# TASK DESCRIPTION
Identify every line in the records below that contains the word "oval", and copy each of those lines in full.

# AVAILABLE RECORDS

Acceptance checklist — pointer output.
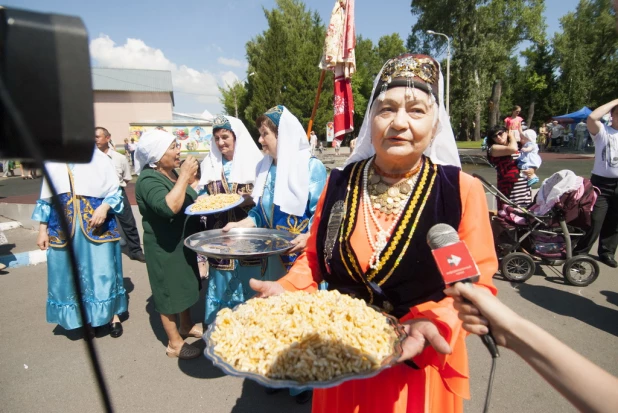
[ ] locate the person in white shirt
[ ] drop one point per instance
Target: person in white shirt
(581, 132)
(313, 141)
(123, 170)
(605, 177)
(132, 148)
(556, 134)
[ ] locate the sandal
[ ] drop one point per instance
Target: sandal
(196, 331)
(186, 352)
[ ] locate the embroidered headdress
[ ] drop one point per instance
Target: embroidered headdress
(411, 71)
(221, 122)
(274, 114)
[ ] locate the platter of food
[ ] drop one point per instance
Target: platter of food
(240, 243)
(304, 340)
(213, 204)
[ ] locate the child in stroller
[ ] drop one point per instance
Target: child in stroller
(544, 231)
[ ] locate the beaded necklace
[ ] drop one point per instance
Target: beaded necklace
(381, 238)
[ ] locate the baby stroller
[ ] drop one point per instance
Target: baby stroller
(544, 231)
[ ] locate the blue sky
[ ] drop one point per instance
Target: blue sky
(203, 42)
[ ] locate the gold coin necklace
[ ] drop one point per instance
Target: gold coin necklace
(381, 238)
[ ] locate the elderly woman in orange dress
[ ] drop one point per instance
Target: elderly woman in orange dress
(368, 240)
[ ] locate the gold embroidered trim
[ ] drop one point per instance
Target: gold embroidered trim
(352, 196)
(403, 225)
(411, 232)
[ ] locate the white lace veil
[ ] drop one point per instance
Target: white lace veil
(442, 150)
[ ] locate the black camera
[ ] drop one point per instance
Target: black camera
(45, 74)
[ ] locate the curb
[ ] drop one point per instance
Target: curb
(7, 226)
(23, 259)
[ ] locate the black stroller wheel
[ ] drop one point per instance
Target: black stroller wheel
(580, 270)
(517, 267)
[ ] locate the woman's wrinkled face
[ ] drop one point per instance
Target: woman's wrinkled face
(268, 140)
(225, 141)
(402, 127)
(171, 159)
(501, 138)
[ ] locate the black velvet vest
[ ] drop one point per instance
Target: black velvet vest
(408, 275)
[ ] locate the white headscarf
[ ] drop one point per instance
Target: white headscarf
(97, 178)
(246, 157)
(442, 150)
(293, 153)
(531, 135)
(151, 147)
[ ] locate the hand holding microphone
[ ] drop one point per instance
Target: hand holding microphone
(456, 265)
(480, 310)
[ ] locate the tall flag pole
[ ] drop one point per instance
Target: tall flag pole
(339, 57)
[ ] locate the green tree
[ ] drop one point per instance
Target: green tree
(390, 46)
(285, 60)
(485, 34)
(587, 54)
(233, 98)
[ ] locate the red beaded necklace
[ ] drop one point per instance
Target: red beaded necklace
(408, 174)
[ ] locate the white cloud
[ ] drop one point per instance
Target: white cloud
(230, 62)
(135, 54)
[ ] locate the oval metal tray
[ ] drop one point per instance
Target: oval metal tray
(228, 369)
(214, 211)
(240, 243)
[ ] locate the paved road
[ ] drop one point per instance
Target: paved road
(45, 369)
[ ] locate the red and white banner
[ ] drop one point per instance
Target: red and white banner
(339, 57)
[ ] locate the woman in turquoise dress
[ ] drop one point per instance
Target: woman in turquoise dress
(286, 192)
(229, 168)
(90, 195)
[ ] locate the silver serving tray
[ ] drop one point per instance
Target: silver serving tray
(240, 243)
(214, 211)
(230, 370)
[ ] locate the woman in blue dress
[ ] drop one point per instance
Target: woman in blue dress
(286, 192)
(229, 168)
(288, 185)
(90, 195)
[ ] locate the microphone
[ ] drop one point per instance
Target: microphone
(456, 264)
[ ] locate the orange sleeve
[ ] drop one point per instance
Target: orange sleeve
(475, 231)
(305, 274)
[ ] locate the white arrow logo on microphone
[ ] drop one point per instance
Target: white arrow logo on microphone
(453, 260)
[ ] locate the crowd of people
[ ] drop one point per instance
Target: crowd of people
(361, 231)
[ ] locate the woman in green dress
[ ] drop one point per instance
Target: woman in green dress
(162, 195)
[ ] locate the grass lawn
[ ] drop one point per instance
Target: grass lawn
(469, 144)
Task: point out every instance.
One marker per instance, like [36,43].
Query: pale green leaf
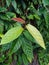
[17,45]
[25,61]
[36,34]
[27,49]
[11,35]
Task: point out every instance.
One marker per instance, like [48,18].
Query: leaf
[11,35]
[8,2]
[45,2]
[36,34]
[14,4]
[19,20]
[11,14]
[27,49]
[25,61]
[46,15]
[17,45]
[1,35]
[3,9]
[28,36]
[23,4]
[30,17]
[1,26]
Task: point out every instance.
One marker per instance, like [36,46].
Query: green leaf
[3,9]
[36,34]
[17,45]
[27,49]
[45,2]
[28,36]
[1,26]
[25,61]
[14,4]
[46,15]
[11,35]
[8,2]
[30,17]
[11,14]
[1,35]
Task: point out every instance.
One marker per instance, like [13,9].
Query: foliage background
[35,12]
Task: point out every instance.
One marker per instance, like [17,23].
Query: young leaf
[17,45]
[19,20]
[11,35]
[25,61]
[14,4]
[27,49]
[36,34]
[28,36]
[8,2]
[1,35]
[3,9]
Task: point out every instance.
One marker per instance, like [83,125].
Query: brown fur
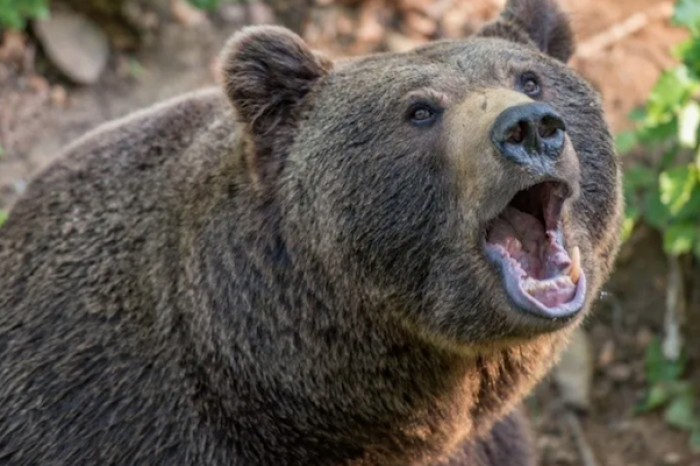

# TASK ANSWER
[ ] locate the oval metal tray
Target: oval metal tray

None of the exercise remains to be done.